- **Excerpt**:
** start **
Note that this specifically does not surround the text string sequence with a CBOR array or a similar CBOR data item. This path format was chosen to coincide with the path representation in CRIs {{-cri}}. Furthermore, it is easily transferable into a sequence of CoAP Uri-Path options by mapping the initial byte of any present CBOR text string (see {{-cbor, Section 3}}) into the Option Delta and Option Length of the corresponding CoAP Uri-Path option, provided these CBOR text strings are all of a length between 0 and 12 octets (see {{-coap, Section 3.1}}). Likewise, it can be transferred into a URI path-abempty form (see {{-uri, Section 3.3}}) by replacing the initial byte of any present CBOR text string with the "/" character, provided these CBOR text strings are all of a length less than 24 octets and do not contain bytes that need escaping.

To use the service binding from an SVCB RR, the DoC client MUST send a DoC request constructed from the SvcParams including "docpath". The construction algorithm for DoC requests is as follows, going through the provided records in order of their priority.

  • If the "alpn" SvcParam value for the service is "coap", a CoAP request for CoAP over TLS MUST be construct. If it is "co", a CoAP request for CoAP over DTLS MUST be constructed. Any other SvcParamKeys specifying a transport are out of the scope of this document.
** end **
- **Supplied records**:
** start **
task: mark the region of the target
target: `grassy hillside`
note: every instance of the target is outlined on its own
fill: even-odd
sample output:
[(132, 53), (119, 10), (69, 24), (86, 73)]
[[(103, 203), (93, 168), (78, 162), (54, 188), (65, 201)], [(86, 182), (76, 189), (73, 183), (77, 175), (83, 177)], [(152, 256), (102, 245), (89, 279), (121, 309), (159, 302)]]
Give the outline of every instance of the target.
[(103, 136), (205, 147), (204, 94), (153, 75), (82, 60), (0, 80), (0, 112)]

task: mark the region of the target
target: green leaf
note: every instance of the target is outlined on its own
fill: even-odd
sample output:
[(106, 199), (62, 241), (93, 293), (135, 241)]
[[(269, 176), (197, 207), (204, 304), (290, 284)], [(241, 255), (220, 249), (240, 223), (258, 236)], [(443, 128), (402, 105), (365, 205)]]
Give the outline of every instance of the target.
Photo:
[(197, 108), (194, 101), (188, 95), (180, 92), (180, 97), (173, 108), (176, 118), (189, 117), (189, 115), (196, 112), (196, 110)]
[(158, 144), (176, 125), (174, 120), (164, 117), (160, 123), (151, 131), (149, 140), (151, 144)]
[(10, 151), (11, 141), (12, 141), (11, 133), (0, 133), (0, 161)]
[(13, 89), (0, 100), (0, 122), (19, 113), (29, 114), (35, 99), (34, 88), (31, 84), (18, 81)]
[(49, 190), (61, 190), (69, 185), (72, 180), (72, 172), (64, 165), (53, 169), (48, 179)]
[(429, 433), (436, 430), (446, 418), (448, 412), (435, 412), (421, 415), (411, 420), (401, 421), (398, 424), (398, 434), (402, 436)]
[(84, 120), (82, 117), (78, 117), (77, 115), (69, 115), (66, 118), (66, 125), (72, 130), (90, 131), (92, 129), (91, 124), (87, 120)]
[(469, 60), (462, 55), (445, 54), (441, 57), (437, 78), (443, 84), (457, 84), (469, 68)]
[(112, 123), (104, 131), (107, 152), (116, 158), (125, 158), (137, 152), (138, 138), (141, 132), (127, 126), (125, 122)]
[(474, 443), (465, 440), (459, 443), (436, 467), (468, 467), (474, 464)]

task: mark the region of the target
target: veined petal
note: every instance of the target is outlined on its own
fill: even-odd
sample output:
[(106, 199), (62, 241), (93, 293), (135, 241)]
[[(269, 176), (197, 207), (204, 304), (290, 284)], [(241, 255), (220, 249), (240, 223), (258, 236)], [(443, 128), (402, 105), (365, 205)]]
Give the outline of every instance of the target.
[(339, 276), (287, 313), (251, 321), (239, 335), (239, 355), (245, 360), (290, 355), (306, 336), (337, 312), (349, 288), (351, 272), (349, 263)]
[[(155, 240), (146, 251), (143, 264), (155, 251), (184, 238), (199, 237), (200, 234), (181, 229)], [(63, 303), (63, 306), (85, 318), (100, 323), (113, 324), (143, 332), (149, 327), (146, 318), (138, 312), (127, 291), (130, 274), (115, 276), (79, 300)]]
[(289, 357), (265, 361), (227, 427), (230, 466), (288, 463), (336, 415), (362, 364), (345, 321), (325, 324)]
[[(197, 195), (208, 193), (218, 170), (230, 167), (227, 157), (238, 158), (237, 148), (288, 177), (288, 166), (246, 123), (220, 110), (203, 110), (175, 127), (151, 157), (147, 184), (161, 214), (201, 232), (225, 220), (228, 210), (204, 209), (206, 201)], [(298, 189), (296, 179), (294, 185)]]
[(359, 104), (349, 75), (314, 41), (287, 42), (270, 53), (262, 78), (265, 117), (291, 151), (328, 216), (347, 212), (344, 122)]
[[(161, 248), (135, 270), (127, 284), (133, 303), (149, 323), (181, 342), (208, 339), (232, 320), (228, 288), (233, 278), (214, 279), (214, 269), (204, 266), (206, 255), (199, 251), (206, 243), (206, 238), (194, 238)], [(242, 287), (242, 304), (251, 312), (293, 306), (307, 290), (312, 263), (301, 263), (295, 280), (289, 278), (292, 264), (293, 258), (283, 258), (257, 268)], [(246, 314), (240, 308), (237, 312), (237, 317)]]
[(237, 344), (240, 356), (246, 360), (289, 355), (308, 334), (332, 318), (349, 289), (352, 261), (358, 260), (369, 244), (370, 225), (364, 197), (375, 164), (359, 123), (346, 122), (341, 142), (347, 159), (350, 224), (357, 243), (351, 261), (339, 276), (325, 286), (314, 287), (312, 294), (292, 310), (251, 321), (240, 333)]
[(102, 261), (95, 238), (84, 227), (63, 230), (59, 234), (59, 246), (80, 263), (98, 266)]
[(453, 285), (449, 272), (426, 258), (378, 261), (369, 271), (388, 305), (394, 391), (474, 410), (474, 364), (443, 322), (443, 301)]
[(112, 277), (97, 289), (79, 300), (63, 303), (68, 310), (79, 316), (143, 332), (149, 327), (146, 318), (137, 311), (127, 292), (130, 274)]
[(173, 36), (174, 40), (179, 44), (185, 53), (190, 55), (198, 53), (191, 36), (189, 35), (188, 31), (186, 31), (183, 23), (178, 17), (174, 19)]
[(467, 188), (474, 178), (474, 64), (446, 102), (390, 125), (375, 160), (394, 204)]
** end **
- **Required work**:
a - According to the DoC excerpt, what kind of CoAP request must be built when the "alpn" SvcParam value is "co"?
b - Carry the DoC excerpt forward, starting right after its final sentence.
The rows play no part in what comes next.

- **Answers by task**:
a - A CoAP request for CoAP over DTLS must be constructed.

b -
  • The destination address for the request SHOULD be taken from additional information about the target, e.g., from an AAAA record associated with the target name or from an "ipv6hint" SvcParam value. As a fallback, an address MAY be queried for the target name of the SVCB record.
  • The destination port for the request MUST be taken from the "port" SvcParam value, if present. Otherwise, take the default port of the CoAP transport.
  • The target name of the SVCB record MUST be set in the Uri-Host option if the resolved address for the target name differs from the destination address. Otherwise, the Uri-Host option MAY be set from the target name.
  • For each element in the CBOR sequence of the "docpath" SvcParam value, a Uri-Path option MUST be added to the request.
  • If the request constructed this way receives a response, the same SVCB record MUST be used for construction of future DoC queries. If not, or if the endpoint becomes unreachable, the algorithm SHOULD be repeated with the SVCB record with the next highest priority.

A more generalized construction algorithm for any CoAP request can be found in {{-transport-indication}}.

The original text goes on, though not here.